Starting from the line with "Target: window", transcribe each line to the end of the records below. Copy them exactly and write nothing else.

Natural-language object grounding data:
/---

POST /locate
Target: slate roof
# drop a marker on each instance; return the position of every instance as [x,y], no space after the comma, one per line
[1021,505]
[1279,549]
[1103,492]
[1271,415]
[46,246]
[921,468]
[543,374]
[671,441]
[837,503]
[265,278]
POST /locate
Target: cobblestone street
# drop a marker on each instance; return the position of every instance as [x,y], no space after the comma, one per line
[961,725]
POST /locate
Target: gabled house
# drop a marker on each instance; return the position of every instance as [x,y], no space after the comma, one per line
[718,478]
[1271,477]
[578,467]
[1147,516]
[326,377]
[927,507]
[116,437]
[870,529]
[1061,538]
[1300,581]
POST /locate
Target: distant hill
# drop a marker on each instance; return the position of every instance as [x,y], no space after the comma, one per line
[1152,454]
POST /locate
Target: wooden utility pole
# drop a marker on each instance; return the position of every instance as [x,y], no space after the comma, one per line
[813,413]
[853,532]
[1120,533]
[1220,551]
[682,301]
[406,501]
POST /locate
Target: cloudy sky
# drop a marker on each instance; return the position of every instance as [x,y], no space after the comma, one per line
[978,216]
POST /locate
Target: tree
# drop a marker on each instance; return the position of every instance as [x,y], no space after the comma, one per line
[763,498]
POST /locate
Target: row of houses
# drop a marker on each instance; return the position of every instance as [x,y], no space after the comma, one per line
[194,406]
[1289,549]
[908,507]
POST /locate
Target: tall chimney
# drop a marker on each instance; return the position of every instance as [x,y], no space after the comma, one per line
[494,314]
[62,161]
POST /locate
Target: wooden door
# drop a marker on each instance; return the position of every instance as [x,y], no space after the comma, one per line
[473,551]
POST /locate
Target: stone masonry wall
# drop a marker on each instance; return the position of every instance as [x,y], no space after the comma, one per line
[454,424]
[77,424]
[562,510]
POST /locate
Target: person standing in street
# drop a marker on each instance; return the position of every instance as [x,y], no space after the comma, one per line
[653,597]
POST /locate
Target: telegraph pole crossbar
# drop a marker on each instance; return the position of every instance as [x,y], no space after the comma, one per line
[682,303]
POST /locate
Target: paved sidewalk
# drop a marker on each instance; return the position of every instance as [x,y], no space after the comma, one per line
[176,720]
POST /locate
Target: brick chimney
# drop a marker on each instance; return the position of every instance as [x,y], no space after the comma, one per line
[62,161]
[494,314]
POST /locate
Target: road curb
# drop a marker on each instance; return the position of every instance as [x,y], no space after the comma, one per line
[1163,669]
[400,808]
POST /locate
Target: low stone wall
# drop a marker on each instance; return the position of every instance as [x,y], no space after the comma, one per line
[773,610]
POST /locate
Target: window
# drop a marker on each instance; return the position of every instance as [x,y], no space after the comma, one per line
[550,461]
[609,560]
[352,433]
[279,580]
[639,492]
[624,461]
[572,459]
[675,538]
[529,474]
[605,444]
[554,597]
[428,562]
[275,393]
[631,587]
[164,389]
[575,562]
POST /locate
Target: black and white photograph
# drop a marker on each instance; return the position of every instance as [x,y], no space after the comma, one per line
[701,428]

\---

→ RESPONSE TO THIS TASK:
Target: window
# drop a marker on each instance; return the position of every instance as [x,y], no space after the comma, one per line
[550,461]
[609,560]
[352,433]
[279,580]
[639,492]
[624,461]
[572,459]
[675,538]
[529,474]
[605,444]
[554,597]
[428,562]
[275,393]
[631,587]
[164,389]
[575,562]
POST /locate
Target: black and white photograph
# drop a marker on each instance; return the position of every instance as [x,y], no space after the comma, one per line
[701,428]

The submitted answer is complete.